§ **Task details**: Rewrite the item lines below as a numbered list, starting at the line that contains "Target: curb" and ending at the line that contains "pixel 253 327", including both. Leave out blank lines and any lines outside that span.

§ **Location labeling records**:
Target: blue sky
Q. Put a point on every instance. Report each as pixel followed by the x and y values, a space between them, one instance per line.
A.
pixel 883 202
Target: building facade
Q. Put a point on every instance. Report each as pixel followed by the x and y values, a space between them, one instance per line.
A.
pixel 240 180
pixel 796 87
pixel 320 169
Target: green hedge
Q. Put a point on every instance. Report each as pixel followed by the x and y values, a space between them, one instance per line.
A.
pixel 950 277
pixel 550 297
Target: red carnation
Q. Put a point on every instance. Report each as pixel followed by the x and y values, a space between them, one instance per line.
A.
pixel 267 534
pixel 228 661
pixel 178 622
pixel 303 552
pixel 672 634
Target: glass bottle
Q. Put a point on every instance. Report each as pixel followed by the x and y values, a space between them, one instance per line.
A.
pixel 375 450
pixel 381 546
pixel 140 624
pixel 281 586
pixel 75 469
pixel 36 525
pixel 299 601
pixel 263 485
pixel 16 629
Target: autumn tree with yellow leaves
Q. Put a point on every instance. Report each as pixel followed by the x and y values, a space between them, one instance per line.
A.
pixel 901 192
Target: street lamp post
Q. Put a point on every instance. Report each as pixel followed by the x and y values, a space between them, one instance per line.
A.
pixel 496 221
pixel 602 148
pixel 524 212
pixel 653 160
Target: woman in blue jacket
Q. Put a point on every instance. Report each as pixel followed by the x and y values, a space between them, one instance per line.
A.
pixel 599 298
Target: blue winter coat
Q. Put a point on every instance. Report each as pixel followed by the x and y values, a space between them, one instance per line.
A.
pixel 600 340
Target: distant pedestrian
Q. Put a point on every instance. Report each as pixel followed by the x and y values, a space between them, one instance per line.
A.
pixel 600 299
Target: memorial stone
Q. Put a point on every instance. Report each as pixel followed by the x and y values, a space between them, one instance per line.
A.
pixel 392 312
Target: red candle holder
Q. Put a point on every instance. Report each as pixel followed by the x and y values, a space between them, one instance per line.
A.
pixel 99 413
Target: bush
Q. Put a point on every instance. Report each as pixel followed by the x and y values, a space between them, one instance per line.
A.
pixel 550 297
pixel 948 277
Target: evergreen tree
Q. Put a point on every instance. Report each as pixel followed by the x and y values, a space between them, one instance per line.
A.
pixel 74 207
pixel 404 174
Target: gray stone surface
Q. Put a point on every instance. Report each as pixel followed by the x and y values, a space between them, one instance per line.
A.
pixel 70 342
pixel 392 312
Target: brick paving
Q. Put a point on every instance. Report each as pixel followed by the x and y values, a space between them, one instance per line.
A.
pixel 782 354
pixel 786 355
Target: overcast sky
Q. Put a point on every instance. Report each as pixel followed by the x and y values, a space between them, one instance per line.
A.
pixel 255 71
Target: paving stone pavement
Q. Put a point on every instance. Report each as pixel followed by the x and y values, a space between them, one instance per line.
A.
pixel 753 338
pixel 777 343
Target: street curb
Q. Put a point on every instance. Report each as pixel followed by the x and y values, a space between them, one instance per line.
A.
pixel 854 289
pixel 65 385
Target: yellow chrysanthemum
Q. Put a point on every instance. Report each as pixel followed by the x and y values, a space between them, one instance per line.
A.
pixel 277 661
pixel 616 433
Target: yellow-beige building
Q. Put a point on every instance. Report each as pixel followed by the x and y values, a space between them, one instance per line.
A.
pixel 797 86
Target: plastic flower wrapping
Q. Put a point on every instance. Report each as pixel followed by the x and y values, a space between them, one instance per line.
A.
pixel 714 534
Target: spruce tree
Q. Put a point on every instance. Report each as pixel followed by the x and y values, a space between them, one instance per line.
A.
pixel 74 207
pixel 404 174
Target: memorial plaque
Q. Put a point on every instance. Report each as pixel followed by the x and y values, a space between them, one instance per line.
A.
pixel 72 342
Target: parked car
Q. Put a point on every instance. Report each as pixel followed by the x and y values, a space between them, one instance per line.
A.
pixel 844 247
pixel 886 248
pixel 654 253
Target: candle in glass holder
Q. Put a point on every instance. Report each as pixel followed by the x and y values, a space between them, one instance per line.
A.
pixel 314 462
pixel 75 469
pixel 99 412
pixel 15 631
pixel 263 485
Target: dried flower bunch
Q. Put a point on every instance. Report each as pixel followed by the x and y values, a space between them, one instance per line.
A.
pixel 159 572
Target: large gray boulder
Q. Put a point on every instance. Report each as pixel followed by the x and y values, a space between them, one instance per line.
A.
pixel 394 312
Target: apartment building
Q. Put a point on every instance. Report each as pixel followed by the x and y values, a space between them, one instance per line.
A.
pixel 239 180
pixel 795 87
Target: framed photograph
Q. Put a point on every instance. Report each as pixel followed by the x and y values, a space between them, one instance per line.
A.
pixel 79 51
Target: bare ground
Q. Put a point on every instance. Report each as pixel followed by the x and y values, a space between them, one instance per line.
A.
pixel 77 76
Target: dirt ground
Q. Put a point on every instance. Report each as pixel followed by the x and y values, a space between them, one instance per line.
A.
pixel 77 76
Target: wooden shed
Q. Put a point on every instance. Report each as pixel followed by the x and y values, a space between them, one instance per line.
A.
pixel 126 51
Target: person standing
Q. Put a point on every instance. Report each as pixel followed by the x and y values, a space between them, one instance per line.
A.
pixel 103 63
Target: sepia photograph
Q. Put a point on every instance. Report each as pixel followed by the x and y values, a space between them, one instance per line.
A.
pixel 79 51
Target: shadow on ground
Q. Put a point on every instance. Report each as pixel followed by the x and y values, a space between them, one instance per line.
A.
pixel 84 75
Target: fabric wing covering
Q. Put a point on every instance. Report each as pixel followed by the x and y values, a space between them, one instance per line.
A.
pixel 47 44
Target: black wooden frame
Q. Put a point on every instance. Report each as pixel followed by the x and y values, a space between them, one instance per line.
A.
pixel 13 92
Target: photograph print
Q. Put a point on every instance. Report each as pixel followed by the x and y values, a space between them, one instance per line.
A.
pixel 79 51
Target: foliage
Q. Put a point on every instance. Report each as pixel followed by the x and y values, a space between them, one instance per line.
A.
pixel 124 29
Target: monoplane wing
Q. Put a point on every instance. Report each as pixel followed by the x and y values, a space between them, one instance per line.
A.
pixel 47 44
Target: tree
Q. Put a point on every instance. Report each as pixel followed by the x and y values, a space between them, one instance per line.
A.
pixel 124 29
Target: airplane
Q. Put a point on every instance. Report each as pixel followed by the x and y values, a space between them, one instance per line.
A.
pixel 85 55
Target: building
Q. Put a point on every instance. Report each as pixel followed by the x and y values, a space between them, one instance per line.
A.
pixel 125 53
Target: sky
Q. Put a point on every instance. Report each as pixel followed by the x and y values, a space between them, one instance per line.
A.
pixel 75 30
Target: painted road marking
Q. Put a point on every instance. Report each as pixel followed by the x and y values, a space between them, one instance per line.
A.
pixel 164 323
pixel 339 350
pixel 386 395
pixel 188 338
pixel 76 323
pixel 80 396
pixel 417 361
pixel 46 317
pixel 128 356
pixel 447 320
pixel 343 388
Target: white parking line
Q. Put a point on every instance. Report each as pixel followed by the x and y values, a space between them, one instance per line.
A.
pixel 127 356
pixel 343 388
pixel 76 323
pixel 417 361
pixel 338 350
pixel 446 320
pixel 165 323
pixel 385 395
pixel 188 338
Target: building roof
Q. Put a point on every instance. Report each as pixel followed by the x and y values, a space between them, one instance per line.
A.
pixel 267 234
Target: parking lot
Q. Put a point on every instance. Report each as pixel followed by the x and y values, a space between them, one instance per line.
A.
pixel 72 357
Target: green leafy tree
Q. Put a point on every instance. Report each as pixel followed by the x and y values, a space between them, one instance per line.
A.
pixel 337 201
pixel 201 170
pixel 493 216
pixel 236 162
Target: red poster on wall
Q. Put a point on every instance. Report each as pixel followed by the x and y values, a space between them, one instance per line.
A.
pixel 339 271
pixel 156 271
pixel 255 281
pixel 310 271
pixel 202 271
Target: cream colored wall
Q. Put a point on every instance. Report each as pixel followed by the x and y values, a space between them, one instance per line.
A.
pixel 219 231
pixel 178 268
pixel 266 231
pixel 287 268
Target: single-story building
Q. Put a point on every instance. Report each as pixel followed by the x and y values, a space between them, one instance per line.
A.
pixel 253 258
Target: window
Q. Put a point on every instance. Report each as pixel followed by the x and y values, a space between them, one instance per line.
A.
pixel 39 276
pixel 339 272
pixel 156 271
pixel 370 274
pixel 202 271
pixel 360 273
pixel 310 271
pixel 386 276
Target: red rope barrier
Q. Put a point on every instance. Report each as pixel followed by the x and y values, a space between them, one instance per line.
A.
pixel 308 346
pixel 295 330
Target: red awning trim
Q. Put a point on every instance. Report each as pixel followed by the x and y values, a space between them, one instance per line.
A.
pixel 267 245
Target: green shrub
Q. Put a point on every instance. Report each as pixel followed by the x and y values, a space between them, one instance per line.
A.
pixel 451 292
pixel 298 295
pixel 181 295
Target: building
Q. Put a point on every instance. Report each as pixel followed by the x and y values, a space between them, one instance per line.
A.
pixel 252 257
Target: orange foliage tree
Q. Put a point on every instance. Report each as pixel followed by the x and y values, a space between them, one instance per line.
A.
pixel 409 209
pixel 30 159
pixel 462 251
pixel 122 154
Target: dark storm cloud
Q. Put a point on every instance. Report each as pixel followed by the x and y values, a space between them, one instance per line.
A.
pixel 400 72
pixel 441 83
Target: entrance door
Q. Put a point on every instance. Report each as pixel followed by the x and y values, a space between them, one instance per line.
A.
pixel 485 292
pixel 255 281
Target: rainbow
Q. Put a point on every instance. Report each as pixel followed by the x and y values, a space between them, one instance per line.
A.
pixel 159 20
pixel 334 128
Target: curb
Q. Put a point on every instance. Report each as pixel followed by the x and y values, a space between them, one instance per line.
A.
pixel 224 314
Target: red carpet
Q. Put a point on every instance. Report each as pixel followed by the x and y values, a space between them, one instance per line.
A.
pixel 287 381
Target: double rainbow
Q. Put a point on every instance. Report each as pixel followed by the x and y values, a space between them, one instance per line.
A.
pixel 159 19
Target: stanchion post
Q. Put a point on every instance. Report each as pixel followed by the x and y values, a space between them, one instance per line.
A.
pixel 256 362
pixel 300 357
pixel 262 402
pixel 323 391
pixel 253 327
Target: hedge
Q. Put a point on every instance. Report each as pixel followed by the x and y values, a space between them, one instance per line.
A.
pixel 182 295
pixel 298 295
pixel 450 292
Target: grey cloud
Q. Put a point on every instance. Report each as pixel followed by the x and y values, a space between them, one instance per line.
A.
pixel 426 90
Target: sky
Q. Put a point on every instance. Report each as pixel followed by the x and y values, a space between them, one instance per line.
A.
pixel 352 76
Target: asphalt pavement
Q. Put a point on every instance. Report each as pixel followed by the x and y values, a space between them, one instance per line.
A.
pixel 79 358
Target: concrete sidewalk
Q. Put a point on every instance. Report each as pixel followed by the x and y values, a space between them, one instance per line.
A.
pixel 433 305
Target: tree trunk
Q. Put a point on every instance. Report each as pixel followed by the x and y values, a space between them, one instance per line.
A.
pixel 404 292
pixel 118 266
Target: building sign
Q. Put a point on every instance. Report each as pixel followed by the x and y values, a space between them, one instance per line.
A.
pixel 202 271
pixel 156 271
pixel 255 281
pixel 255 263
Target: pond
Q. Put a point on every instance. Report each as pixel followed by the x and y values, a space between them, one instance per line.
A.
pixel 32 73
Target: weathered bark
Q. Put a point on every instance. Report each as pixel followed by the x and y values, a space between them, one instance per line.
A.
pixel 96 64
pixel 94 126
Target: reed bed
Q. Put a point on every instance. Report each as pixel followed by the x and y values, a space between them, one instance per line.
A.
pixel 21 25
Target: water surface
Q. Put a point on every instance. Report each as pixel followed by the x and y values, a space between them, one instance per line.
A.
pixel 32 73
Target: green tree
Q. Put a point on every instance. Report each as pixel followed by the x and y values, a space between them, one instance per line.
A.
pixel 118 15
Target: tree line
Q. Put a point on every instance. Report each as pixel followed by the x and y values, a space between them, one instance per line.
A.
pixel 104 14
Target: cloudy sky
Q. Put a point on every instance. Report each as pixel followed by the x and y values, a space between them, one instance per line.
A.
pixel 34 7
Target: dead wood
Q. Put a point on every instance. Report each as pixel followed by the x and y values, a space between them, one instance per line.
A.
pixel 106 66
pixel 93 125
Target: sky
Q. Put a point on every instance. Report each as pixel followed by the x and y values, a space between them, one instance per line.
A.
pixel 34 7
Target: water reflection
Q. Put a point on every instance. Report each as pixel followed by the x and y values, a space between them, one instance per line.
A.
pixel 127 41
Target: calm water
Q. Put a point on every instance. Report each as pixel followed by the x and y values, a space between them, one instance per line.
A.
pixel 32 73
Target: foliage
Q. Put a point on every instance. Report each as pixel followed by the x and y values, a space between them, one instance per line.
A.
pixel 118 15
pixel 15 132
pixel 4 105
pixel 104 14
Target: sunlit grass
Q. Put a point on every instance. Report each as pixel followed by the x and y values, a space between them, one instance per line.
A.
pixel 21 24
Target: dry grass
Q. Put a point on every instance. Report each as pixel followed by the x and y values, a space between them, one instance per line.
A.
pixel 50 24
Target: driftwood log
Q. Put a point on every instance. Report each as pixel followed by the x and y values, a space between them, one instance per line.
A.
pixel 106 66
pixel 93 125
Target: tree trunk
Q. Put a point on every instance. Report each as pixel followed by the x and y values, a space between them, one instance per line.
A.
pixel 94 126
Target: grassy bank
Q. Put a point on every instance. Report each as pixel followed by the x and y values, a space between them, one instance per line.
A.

§ **The solution**:
1. Target: curb
2. Q. Put a point on every instance. Report each as pixel followed by the x and y values, a space between them, one instance per line.
3. A.
4. pixel 224 314
5. Target: red carpet
6. Q. Put a point on every instance. Report each as pixel followed by the x and y values, a space between them, one instance per line.
7. A.
8. pixel 287 381
9. Target: double rainbow
10. Q. Put a point on every instance. Report each as pixel followed by the x and y values, a space between them, one instance per line.
11. A.
12. pixel 159 19
13. Target: stanchion post
14. Q. Put a point on every instance. Report each as pixel followed by the x and y values, a space between them, one instance per line.
15. A.
16. pixel 256 362
17. pixel 300 357
18. pixel 262 402
19. pixel 323 391
20. pixel 253 327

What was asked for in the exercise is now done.